> **GIVEN PROBLEM**: Select each line of the items below that contains the word "shadow", and copy those lines out.

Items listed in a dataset
• • • •

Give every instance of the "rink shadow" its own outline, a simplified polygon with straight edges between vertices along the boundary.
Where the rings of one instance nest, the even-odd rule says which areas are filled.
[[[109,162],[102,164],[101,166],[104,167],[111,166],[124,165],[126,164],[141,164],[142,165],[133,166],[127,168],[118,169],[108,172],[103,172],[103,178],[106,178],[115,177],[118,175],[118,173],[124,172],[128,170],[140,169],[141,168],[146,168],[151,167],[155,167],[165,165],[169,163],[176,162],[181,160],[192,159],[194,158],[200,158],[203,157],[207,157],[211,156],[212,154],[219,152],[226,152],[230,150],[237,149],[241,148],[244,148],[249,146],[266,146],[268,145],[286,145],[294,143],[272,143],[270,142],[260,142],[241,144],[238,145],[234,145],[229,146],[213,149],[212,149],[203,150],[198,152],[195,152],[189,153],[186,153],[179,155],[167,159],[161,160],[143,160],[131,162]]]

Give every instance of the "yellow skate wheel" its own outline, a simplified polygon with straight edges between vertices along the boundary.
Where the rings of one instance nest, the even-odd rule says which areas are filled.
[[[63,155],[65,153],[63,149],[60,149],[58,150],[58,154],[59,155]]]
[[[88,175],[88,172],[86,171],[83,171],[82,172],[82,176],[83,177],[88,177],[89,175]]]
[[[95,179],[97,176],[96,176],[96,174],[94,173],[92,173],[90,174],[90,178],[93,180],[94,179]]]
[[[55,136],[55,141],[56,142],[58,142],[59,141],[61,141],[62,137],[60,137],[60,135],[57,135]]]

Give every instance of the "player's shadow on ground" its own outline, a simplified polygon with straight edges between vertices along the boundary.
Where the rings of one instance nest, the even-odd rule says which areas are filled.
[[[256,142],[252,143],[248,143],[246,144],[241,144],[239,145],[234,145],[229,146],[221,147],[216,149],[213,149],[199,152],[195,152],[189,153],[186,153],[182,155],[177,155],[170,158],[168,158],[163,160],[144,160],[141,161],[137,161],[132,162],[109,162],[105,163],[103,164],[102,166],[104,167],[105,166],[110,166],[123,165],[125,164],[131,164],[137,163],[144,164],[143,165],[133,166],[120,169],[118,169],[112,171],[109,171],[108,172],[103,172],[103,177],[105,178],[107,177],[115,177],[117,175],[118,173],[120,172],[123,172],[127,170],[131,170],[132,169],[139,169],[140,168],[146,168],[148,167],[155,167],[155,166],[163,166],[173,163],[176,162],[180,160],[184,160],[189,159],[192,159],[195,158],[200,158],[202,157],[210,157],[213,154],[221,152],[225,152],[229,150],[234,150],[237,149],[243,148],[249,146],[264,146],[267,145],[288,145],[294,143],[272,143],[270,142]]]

• • • •

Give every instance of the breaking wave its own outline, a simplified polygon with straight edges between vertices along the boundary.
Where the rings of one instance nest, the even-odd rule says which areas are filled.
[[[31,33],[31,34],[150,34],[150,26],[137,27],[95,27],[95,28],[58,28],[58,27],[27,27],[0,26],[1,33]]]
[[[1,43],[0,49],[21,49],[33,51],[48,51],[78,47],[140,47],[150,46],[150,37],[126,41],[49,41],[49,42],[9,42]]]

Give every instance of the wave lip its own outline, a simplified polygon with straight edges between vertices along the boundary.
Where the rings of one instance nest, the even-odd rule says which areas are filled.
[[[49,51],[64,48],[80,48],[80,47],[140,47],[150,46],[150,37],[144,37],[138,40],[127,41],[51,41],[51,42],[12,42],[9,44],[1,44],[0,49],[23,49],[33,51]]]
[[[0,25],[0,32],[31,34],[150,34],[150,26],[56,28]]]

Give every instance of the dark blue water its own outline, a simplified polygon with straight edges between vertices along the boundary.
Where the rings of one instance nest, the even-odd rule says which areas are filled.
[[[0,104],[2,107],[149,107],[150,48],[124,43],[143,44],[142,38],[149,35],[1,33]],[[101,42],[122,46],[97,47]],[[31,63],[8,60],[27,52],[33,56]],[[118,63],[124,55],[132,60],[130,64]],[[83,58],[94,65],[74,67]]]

• • • •

> **EXERCISE SOLUTION**:
Give every instance of the "rink shadow" its own outline, a simplified polygon with straight edges between vertices along the boundary.
Give every instance of the "player's shadow on ground" its own outline, a simplified polygon with straight edges between vertices along the boundary.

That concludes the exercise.